*** Opening Information shown ***

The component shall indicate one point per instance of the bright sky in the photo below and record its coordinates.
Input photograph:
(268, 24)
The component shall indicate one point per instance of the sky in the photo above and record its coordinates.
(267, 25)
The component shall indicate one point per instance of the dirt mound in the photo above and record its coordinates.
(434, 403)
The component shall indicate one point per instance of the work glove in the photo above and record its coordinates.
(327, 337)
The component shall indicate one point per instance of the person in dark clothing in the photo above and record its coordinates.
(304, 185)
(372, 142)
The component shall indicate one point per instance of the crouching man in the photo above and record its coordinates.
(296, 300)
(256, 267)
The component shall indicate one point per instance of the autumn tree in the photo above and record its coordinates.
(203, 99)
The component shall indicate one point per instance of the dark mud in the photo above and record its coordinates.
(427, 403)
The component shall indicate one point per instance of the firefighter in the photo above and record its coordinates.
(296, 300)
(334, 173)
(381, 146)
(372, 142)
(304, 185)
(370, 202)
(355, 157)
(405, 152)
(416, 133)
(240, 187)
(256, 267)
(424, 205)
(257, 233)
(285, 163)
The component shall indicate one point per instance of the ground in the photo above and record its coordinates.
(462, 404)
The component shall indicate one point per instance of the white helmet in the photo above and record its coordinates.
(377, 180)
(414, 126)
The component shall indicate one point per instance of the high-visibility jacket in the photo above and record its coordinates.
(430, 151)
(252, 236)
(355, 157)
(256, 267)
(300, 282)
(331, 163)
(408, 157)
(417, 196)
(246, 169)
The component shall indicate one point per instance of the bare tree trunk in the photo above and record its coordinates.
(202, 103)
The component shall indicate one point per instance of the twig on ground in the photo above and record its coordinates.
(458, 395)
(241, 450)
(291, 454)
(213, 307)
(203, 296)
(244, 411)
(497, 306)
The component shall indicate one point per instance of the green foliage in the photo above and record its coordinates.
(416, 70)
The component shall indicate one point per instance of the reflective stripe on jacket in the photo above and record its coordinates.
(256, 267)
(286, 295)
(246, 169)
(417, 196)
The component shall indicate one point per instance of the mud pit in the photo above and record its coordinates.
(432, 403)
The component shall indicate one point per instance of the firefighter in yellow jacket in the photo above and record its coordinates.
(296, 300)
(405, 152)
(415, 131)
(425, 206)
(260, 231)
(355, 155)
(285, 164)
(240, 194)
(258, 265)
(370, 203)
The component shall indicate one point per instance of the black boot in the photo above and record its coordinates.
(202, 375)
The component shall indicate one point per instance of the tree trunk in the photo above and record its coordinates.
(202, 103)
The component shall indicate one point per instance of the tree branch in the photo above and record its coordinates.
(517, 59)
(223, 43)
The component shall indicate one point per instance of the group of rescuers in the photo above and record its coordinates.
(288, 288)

*** Closing Information shown ***

* **Goal of the exercise**: Each line of the data above needs to be returned exactly.

* **Exercise solution**:
The component shall indicate one point per instance of the bright sky in the photo below and record its coordinates.
Input photograph:
(268, 24)
The component shall indicate one point per instance of the sky in the photo above and record its coordinates.
(267, 25)
The component shall indicate one point per instance of the dirt mound in the photo above and record its coordinates.
(434, 403)
The component shall indicate one point per instance of the work glove in the photo above and record its coordinates.
(327, 337)
The component shall indicate one point per instance of the person in dark clothing in the photo above and record its coordinates.
(304, 185)
(372, 142)
The component shall indicate one point per instance of the crouching man in the photo above and record its coordinates.
(296, 300)
(256, 267)
The component shall indicate one point per instance of the autumn tree in the photo above and record its coordinates.
(203, 99)
The component shall indicate one point per instance of the dark mud in the photo above and record its coordinates.
(427, 403)
The component shall indicate one point per instance of the firefighter in the photo above and record its coordinates.
(296, 300)
(334, 173)
(381, 146)
(372, 142)
(304, 185)
(370, 202)
(355, 157)
(405, 152)
(416, 133)
(240, 187)
(256, 267)
(424, 205)
(257, 233)
(285, 163)
The component shall indicate one point per instance of the ground in the photo above and record its coordinates.
(462, 404)
The component shall indicate one point per instance of the white helmet in the photo above and record its coordinates.
(377, 180)
(414, 126)
The component shall indicate one point per instance of the high-visibility jacket in the photo above and record its coordinates.
(430, 151)
(252, 236)
(355, 157)
(256, 267)
(300, 282)
(331, 163)
(408, 157)
(417, 196)
(246, 169)
The component shall indicate one point per instance of the bare tree trunk in the photo above and record its coordinates.
(202, 103)
The component shall indicate one point per instance of the twig on ground in the photo above and record its coordinates.
(458, 395)
(241, 450)
(291, 454)
(213, 307)
(203, 296)
(244, 411)
(497, 306)
The component shall indicate one point per instance of the green foliage in the photo above and record its coordinates.
(416, 70)
The component shall indicate one point per instance of the reflective stripe on jacket in the photo above and record its coordinates.
(256, 267)
(286, 295)
(246, 169)
(417, 196)
The component shall indicate one point per instance of the mud pit in the photo above and record its coordinates.
(432, 403)
The component shall indicate one point per instance of the firefighter in yellow jacket in the photo above and record its coordinates.
(296, 300)
(405, 152)
(415, 131)
(425, 206)
(260, 231)
(355, 155)
(285, 164)
(240, 194)
(258, 265)
(370, 203)
The component shall indicate one point per instance of the black boot in the photo above and record its coordinates.
(202, 375)
The component shall indicate one point per instance of the tree trunk in the photo above and record its coordinates.
(202, 103)
The component shall indicate one point per instance of the tree branch in the photo above and record its coordinates.
(517, 59)
(223, 43)
The component shall indicate one point per instance of the group of rescuers in the photo above and record its coordinates.
(288, 288)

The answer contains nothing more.